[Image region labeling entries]
'''

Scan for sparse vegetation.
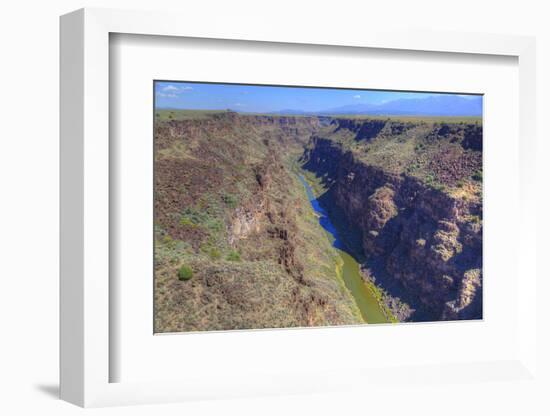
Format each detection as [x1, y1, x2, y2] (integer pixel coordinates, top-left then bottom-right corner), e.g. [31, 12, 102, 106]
[178, 264, 193, 281]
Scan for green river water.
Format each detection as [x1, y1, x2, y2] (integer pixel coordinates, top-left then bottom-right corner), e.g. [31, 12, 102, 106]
[298, 175, 388, 324]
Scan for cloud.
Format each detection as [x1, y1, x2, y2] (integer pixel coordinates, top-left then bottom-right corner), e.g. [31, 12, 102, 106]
[161, 84, 193, 94]
[157, 84, 193, 98]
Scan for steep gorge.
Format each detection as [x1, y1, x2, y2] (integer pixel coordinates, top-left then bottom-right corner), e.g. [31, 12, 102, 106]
[302, 120, 482, 321]
[155, 112, 482, 332]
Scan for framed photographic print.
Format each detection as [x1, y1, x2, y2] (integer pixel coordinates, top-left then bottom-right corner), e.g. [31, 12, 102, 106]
[61, 9, 537, 406]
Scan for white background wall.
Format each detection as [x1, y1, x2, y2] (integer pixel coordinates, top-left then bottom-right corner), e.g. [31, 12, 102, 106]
[0, 0, 550, 415]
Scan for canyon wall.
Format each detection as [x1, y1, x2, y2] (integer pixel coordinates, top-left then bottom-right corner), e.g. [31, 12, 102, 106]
[303, 120, 482, 320]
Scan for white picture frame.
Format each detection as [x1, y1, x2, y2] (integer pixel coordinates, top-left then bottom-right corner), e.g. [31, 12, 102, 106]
[60, 9, 537, 407]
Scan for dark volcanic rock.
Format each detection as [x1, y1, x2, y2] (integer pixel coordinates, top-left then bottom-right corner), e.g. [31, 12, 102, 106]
[304, 135, 482, 320]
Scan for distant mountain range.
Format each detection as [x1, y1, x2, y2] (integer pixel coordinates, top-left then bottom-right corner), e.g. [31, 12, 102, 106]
[277, 94, 483, 117]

'''

| Written request |
Update the rows above by replacing each instance of "Scan for" with "Locate", keeping everything else unchanged. Leave the pictures out of the result.

| Task answer |
Locate sparse vegetation.
Format each detection as [x1, y1, x2, y2] (integer pixel coordinates, top-left then bottom-right corner), e.g. [31, 12, 102, 106]
[178, 264, 193, 281]
Locate green river water.
Format each detection as [x1, y1, x2, y2] (integer pixel coordinates, top-left then bottom-right corner), e.g. [31, 12, 102, 106]
[298, 175, 388, 324]
Locate cloud.
Format each detection as [x1, y1, x2, y2] (integer pixel coordinates, top-left then bottom-right corner), e.g. [31, 12, 102, 106]
[161, 84, 193, 94]
[157, 84, 193, 98]
Locate steep gorge.
Format each detection as [x1, y1, x2, y2] (integer pixel coordinates, top-left then bottom-right corner), e.g. [31, 12, 102, 106]
[302, 120, 482, 321]
[155, 112, 482, 332]
Locate framed photographic print.
Format each detection as [x1, y1, x2, y2] (integer pixel coordinates, top-left then bottom-right corner), e.g. [31, 12, 102, 106]
[61, 9, 537, 406]
Locate white background wall.
Format each detection as [x1, y1, x2, y2] (integer pixel coordinates, top-left then bottom-right corner), e.g. [31, 12, 102, 106]
[0, 0, 550, 415]
Locate canyon wall.
Format each detection as [x1, y1, x2, y2] (integer pixel coordinates, top-left then bottom-right corner), e.g. [31, 12, 102, 106]
[303, 120, 482, 320]
Locate white picture frame.
Format each detection as [x1, y1, x2, y2] (integer pixel coordinates, top-left then bottom-right corner), e.g. [31, 12, 102, 106]
[60, 9, 537, 407]
Locate dark volcanic rock.
Format each detection as [x1, y1, x2, y2] (integer pixel coordinates, top-left then bottom-right corner), e.g. [31, 12, 102, 106]
[304, 135, 482, 320]
Locate distant mountain range.
Format each detection as [x1, y1, x2, y2] (integer pixel coordinates, top-left then bottom-right corner), e.g. [31, 12, 102, 106]
[277, 94, 483, 117]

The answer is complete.